# WORK REQUIRED
Find the line containing "of the evergreen" in the listing below. Repeat it exactly, along with each following line up to and including the one containing "of the parked".

# EXCERPTED RECORDS
- - -

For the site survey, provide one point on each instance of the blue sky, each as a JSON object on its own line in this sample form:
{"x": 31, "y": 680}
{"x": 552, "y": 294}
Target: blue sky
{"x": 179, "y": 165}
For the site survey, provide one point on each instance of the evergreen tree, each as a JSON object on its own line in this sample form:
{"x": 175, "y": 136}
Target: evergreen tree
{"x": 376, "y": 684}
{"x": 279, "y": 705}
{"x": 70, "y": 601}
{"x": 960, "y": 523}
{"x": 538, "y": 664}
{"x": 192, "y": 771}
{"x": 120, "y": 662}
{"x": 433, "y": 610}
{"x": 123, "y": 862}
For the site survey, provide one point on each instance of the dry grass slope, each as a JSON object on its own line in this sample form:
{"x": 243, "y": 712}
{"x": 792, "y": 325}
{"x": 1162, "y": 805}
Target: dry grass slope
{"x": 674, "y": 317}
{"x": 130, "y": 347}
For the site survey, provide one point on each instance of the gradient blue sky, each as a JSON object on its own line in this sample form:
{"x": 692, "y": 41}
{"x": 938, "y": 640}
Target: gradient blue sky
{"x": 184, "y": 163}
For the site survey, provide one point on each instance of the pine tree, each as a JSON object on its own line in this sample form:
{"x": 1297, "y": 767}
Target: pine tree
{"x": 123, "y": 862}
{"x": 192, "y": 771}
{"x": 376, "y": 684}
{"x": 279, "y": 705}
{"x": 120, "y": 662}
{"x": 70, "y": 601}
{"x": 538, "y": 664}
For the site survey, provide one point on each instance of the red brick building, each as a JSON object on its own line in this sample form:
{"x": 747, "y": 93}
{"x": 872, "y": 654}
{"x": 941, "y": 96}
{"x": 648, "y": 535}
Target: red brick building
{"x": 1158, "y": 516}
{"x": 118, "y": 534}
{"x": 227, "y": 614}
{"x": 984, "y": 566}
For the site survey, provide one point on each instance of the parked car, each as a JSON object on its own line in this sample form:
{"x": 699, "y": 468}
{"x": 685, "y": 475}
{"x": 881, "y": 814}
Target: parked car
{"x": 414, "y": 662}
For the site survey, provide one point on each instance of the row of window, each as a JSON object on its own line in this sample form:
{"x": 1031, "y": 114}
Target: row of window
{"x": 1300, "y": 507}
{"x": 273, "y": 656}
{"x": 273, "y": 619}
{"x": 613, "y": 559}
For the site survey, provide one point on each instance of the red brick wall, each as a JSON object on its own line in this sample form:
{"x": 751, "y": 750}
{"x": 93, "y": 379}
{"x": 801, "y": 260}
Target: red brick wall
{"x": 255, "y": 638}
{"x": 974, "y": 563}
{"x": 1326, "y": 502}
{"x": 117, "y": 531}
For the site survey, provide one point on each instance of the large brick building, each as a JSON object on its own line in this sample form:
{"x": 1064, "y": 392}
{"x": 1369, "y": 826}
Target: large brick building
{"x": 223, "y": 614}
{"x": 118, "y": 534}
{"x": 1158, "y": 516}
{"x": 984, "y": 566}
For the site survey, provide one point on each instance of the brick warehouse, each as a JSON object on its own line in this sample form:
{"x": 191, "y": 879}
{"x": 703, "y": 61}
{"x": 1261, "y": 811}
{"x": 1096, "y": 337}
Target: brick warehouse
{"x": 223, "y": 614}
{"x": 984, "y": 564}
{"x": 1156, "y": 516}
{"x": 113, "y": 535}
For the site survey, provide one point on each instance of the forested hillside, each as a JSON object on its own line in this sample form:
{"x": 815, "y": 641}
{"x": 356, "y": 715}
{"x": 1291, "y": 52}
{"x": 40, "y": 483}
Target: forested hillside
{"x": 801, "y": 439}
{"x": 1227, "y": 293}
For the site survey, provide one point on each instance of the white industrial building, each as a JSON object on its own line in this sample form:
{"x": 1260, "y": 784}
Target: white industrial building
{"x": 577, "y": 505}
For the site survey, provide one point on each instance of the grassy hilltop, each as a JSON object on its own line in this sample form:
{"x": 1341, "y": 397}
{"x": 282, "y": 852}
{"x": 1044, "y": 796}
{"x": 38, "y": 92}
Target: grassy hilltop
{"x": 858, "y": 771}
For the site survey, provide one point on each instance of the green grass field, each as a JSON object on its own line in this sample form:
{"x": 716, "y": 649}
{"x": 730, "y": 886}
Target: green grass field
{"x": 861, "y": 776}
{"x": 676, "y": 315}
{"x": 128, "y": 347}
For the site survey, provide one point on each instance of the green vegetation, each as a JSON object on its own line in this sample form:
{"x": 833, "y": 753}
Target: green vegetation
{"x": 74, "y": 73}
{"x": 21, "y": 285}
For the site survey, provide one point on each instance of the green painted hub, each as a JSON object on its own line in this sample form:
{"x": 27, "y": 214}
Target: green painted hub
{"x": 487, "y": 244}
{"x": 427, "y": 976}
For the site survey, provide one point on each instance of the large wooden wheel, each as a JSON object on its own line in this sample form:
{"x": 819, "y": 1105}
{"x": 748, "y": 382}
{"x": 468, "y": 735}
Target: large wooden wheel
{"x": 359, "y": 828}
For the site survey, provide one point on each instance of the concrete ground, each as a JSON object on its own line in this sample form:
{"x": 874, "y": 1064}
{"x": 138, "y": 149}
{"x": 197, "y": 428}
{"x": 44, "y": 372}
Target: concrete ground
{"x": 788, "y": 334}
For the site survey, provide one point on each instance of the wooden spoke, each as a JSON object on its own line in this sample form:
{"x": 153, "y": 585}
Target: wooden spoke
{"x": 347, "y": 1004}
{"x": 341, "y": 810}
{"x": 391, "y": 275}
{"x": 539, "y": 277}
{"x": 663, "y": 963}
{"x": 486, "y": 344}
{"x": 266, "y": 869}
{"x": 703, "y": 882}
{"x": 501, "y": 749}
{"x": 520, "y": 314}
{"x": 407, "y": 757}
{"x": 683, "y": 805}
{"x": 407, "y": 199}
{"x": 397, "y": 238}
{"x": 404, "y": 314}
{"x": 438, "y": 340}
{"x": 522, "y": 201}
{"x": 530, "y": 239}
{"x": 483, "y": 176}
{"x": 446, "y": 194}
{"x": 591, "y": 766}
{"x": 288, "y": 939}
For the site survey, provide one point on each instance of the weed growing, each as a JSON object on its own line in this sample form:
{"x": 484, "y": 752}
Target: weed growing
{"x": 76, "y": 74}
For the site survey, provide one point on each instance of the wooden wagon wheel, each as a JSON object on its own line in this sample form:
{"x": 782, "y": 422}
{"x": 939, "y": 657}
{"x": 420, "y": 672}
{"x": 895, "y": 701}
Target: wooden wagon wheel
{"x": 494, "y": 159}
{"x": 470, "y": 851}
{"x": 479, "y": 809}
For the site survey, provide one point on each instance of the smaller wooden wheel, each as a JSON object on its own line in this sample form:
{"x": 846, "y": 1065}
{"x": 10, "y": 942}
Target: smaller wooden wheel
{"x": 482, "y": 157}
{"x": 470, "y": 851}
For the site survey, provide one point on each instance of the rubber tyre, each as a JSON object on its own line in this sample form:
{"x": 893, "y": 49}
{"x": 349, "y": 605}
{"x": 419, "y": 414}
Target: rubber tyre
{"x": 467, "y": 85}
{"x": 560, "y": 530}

- - -

# TASK RESPONSE
For the site survey, provide one point on each instance of the evergreen tree, each as a JSON object on its own line in this sample form:
{"x": 175, "y": 136}
Target: evergreen tree
{"x": 376, "y": 684}
{"x": 279, "y": 705}
{"x": 70, "y": 601}
{"x": 960, "y": 523}
{"x": 538, "y": 664}
{"x": 192, "y": 771}
{"x": 120, "y": 662}
{"x": 433, "y": 610}
{"x": 123, "y": 862}
For the site survey, provide one point on each instance of the dry grass slope, each as a JSON object on its own line in this sample form:
{"x": 243, "y": 712}
{"x": 792, "y": 325}
{"x": 1162, "y": 805}
Target: dry grass slope
{"x": 674, "y": 317}
{"x": 130, "y": 347}
For the site survey, provide one point on each instance of the gradient blue sky, each as a JSON object on its own line in this sample form:
{"x": 692, "y": 41}
{"x": 938, "y": 640}
Target: gradient blue sky
{"x": 184, "y": 163}
For the site survey, provide one point on each instance of the pine tree, each as a JSON object on its own line in this sample form:
{"x": 1297, "y": 767}
Target: pine tree
{"x": 123, "y": 862}
{"x": 192, "y": 771}
{"x": 376, "y": 684}
{"x": 279, "y": 705}
{"x": 120, "y": 662}
{"x": 70, "y": 601}
{"x": 538, "y": 664}
For the site survey, provide one point on each instance of the red brick building, each as a JSON object on its own line in this sample form:
{"x": 747, "y": 93}
{"x": 872, "y": 654}
{"x": 941, "y": 96}
{"x": 648, "y": 535}
Target: red brick building
{"x": 1158, "y": 516}
{"x": 118, "y": 534}
{"x": 227, "y": 614}
{"x": 984, "y": 566}
For the site survey, provide one point on each instance of the parked car, each as a JSON object on its own line in this sample form:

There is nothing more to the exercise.